# YOUR OBJECTIVE
Show each line from the records below that includes the word "post".

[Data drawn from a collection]

....

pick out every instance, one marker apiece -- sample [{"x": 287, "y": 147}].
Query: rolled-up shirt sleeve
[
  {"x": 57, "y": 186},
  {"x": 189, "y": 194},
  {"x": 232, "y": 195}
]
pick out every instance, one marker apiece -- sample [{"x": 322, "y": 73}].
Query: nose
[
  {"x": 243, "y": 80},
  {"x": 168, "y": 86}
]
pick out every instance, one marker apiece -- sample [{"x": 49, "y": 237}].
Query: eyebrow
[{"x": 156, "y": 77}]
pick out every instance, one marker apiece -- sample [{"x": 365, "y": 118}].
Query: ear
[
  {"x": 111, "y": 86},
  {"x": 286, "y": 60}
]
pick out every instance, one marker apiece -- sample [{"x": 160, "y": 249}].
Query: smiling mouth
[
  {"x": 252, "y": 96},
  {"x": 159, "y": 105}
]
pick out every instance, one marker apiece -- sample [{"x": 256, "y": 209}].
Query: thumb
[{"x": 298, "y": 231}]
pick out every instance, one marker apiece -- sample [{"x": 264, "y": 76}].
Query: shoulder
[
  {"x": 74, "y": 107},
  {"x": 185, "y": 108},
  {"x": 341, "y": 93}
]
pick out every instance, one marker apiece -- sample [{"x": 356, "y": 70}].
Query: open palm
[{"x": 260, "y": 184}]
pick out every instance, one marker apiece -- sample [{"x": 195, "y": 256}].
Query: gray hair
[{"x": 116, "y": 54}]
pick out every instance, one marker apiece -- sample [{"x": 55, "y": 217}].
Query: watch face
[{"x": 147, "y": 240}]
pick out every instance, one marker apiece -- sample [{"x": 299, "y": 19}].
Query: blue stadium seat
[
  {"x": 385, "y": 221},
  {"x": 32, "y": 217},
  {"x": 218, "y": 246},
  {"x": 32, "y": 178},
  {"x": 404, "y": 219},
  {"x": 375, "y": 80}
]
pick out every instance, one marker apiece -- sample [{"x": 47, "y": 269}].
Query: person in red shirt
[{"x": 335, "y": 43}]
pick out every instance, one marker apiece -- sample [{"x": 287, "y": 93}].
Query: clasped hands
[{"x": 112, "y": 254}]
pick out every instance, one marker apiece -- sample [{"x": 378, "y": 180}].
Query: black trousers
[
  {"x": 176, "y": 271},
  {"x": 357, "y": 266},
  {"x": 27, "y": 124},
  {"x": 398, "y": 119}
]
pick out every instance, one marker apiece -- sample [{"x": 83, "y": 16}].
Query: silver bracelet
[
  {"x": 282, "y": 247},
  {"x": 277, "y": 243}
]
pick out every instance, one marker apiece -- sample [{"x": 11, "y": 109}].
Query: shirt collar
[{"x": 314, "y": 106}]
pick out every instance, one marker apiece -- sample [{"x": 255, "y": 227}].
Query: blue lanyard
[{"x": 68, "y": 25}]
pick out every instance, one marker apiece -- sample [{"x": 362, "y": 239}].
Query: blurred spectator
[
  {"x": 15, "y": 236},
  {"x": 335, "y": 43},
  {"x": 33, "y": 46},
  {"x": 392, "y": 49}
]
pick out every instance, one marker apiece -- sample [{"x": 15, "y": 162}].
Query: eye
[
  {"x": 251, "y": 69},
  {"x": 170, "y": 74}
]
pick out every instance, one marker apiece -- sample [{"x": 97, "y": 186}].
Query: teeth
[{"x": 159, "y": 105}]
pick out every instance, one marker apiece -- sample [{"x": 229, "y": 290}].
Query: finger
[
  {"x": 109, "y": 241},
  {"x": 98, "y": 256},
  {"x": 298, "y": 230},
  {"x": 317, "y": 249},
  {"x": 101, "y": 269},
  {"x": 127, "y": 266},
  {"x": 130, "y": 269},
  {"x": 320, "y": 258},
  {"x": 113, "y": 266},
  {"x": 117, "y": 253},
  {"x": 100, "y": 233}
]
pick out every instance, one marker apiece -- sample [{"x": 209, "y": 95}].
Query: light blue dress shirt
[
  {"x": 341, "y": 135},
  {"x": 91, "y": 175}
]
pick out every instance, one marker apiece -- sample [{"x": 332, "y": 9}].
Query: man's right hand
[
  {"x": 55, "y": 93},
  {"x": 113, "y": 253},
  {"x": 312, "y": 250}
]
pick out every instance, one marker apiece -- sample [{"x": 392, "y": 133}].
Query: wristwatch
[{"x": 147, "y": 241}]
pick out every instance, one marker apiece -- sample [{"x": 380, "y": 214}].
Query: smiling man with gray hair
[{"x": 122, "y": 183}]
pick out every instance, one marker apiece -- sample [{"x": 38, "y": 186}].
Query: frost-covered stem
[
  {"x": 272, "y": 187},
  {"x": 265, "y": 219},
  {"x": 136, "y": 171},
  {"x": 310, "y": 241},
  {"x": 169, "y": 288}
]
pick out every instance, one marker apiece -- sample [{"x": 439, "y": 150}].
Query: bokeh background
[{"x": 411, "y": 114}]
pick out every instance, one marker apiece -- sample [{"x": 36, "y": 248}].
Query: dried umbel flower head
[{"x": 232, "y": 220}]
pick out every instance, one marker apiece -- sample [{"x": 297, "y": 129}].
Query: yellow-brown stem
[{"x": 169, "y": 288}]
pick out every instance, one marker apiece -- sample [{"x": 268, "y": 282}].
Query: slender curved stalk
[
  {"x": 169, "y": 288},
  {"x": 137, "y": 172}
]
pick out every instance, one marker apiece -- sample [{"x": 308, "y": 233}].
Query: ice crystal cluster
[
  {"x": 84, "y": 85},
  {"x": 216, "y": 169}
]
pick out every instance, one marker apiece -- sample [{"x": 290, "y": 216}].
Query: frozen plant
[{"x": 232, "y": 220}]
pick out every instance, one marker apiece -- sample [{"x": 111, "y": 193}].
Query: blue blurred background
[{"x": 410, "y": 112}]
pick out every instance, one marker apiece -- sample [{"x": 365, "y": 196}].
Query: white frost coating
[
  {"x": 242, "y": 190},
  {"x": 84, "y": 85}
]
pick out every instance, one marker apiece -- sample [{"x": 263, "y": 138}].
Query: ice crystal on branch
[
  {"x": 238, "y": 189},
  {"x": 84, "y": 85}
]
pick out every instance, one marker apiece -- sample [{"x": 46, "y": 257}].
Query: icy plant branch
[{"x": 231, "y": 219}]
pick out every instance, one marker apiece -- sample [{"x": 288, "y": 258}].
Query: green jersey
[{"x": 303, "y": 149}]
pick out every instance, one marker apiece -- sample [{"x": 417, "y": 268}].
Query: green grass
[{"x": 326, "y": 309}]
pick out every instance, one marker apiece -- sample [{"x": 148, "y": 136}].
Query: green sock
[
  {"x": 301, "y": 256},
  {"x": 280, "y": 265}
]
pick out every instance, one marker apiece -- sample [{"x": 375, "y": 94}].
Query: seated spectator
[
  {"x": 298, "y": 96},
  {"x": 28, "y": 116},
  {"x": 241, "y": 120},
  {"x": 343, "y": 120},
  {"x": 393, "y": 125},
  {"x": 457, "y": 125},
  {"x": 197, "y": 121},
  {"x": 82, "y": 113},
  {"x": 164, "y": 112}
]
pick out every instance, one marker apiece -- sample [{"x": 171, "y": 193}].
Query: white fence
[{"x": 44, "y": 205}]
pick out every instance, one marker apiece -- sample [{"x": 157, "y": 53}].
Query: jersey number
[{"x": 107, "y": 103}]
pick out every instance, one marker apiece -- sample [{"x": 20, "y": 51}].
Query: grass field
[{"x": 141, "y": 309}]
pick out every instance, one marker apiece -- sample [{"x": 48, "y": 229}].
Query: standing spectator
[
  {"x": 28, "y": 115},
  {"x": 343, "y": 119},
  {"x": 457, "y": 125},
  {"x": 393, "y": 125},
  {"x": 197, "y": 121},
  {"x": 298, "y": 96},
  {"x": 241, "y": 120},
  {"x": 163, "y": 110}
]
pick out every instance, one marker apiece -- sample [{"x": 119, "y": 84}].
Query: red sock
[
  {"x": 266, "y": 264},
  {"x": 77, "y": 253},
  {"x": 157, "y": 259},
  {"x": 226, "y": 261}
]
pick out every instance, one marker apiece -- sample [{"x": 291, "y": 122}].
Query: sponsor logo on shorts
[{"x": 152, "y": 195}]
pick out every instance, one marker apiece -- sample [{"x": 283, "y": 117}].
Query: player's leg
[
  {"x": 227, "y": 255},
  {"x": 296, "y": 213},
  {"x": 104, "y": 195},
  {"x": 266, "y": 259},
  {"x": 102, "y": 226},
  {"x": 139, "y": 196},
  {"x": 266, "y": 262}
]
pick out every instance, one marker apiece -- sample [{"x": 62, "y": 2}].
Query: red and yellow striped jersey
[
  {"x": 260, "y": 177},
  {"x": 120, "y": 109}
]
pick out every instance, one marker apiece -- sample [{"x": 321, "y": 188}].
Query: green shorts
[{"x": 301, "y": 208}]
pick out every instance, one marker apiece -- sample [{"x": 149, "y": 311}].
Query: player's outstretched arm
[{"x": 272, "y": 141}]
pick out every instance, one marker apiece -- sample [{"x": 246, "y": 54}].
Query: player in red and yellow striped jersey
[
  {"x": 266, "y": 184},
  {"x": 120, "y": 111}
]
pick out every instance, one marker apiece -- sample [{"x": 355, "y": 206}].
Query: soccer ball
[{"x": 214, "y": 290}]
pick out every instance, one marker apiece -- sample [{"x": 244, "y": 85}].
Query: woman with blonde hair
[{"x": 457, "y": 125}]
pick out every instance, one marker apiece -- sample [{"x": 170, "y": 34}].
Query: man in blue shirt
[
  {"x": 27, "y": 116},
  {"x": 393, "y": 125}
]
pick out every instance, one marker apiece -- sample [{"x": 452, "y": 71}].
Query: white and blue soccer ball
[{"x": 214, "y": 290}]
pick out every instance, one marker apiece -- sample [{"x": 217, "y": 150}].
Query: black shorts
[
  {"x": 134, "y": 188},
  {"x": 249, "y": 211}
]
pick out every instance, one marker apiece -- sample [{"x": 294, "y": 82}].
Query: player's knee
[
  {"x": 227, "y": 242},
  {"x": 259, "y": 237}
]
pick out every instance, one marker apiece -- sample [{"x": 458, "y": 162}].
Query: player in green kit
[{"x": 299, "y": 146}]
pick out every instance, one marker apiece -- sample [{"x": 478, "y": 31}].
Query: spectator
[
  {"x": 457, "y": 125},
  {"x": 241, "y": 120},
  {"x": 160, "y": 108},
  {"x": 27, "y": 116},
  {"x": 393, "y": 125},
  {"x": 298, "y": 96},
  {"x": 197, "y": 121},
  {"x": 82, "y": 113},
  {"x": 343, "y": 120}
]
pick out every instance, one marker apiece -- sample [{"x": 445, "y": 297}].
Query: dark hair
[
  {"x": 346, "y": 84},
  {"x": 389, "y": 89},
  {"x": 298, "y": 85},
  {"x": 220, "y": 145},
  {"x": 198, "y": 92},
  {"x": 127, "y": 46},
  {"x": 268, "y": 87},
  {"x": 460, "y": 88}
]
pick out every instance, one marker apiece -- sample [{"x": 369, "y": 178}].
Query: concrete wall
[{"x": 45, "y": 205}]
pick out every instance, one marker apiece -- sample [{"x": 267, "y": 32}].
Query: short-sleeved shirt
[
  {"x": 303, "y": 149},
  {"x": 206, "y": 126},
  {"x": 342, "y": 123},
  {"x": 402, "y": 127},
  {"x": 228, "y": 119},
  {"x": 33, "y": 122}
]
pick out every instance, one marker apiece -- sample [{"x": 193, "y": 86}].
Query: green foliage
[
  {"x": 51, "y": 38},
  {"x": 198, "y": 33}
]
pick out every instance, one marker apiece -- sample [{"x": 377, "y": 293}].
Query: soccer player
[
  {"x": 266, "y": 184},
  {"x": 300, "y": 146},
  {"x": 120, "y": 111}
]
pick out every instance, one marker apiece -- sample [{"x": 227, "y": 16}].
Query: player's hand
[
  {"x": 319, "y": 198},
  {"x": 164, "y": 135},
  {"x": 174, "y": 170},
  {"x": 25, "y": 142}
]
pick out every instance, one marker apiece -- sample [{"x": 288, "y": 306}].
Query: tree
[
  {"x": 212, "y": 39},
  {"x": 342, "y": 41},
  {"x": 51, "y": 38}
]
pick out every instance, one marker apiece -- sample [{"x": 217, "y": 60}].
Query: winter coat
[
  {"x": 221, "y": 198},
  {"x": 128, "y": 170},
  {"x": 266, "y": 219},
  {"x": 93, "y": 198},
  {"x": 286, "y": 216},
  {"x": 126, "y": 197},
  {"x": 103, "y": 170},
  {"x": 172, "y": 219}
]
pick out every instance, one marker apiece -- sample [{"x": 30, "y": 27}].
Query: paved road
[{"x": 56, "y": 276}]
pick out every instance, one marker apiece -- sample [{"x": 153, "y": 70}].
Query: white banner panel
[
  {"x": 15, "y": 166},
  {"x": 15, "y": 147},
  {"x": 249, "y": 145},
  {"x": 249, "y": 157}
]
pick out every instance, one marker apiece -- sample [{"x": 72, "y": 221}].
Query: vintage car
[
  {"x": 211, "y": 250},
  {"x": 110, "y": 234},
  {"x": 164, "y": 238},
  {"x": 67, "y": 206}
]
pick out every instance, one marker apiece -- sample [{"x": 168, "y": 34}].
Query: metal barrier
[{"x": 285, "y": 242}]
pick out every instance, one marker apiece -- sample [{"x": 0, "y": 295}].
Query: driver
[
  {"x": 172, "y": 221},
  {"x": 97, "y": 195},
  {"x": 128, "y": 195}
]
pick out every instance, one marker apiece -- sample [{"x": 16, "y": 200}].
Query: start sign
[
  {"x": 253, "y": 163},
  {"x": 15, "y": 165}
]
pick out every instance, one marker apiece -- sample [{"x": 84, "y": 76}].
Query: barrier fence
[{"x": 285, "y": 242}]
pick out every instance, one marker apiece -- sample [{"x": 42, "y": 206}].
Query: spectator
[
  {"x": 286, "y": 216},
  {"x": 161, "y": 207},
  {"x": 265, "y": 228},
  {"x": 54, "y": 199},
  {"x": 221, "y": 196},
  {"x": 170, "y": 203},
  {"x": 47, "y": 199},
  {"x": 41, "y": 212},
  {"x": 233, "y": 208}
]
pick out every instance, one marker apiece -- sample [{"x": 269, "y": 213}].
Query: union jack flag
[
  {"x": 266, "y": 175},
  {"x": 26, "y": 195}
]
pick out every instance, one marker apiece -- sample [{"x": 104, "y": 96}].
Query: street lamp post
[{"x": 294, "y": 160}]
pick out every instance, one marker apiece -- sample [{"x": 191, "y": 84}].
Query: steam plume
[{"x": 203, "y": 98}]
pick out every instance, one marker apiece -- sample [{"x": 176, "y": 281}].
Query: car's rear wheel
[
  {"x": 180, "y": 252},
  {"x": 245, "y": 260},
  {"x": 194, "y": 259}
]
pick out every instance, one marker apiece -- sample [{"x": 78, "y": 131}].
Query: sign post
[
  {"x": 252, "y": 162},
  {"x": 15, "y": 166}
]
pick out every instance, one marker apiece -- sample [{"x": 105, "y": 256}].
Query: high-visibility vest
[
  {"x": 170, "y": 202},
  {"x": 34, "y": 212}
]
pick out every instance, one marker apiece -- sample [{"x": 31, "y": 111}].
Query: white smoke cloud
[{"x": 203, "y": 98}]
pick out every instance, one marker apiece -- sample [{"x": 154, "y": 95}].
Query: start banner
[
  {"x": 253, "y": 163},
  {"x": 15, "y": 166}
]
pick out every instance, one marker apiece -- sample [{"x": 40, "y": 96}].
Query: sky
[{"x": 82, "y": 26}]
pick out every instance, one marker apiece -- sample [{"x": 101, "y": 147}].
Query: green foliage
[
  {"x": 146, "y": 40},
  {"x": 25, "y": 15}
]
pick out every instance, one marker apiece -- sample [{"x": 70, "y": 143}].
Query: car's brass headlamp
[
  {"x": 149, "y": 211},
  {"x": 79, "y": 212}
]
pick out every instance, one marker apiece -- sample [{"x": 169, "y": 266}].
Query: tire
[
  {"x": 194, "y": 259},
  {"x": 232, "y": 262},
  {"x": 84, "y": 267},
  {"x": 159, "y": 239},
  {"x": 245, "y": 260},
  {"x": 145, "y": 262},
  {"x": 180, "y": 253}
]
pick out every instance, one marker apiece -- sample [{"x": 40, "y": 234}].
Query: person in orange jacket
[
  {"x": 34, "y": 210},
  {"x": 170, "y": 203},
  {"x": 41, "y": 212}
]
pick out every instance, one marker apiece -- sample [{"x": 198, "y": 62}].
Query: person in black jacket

....

# FULL ANSWER
Query: street lamp post
Query: sign post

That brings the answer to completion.